Copy the passage of the STM32 status-register text below, starting with "For example, let's" and going on through "that CC1 event.".

- READING TEXT
____________________
EFTON - STM32 gotchas

9.TIMx->SR &= ~TIM_SR_flag results in lost interrupts (don't RMW or bit-band on status registers)

This gotcha is by no means limited to the timer status registers, but pertains to all peripherals' status registers, bits of which are of rc_w1 or rc_w0 type.

Status registers in peripherals are not "memory-like" registers, where one can simply write a value which then impacts the way how the peripheral works, but otherwise reads back the same value as written. Instead, they are "changed from inside", i.e. hardware changes their values (usually single bits) indicating various state changes of the hardwaare. Often, the change is "acknowledged" by the user by writing a certain value to the same register.

As the various peripherals' IPs in STM32 have various origins (some are purchased from 3rd parties, others are developed in-house but for historically various purposes), the exact method how the status bits are cleared varies. This is indicated by both the narrative in description of the given register, and also the marking of the regster bits: rc_w0 indicates a bit cleared by writing 0 to it (e.g. bits in TIMx_SR); rc_w1 indicates bit cleared by writing 1 to it (e.g. bits in EXTI_PR).

When writing to registers with rc_w0 bits, these bits are not affected by writing 1, similarly rc_w1 bits are unaffected by writing 0. Thus, the correct way to clear a given flag in such register is to write a mask, e.g.

TIM1->SR = ~TIM_SR_UIE;   // rc_w0
EXTI->PR = 1<<10;         // rc_w1

Unfortunately, many users want to treat these registers are normal "memory-like" registers, using in C the "compound" |= and &= operators. This results in a read-modify-write (RMW) operation, where the original value is read out from peripheral register into the processor, the required logic operation is performed, and the result is written back. Performing RMW (&= or |=) with status registers is incorrect and dangerous, as this code can inadvertently clear also bits which were not intended to be cleared.

For example, let's assume that in timer, Update and Capture-Compare 1 interrupts are enabled; Update interrupt was detected and is about to be cleared using &= just before a CC1 event happens. As first part of &=, the processor reads TIMx_SR where only UIF is set. It performs the & which results in all-zeros, but at the same time, the CC1 occurs, so in the actual TIMx_SR both UIF and CC1F are set. Processor writes the calculated all-zero value into TIMx_SR by which it clears both UIF and CC1F, and this means, that the processor will never "see" thus won't handle that CC1 event.

There are also status registers which are cleared by writing to a different register, see DMA status registers; and some bits are cleared by a certain sequence of reads/writes to other registers, e.g. notoriously, the UART RXNE register is cleared by reading the UART data register. These schemes may have their own quirks, but generally are not affected by the problem described here. It's not unusual to see users to RMW into the separate-clear-registers, but while it's useless as those registers usually read constant 0, it's also harmless there.

It may be surprising, that using bit-banding is subject to the same RMW problem. The following article goes into details with that, reiterating partially what has been written above, from a slightly different perspective.

Following article was published originally at community.st.com; but due to software migration on that site it ended up somewhat crippled. This is a reconstruction, perhaps slightly better readable.
____________________
- DATA EXTRACT
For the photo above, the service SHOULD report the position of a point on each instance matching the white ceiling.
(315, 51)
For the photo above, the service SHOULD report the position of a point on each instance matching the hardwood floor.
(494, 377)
____________________
- SOLUTION BELOW
For example, let's assume that in timer, Update and Capture-Compare 1 interrupts are enabled; Update interrupt was detected and is about to be cleared using &= just before a CC1 event happens. As first part of &=, the processor reads TIMx_SR where only UIF is set. It performs the & which results in all-zeros, but at the same time, the CC1 occurs, so in the actual TIMx_SR both UIF and CC1F are set. Processor writes the calculated all-zero value into TIMx_SR by which it clears both UIF and CC1F, and this means, that the processor will never "see" thus won't handle that CC1 event.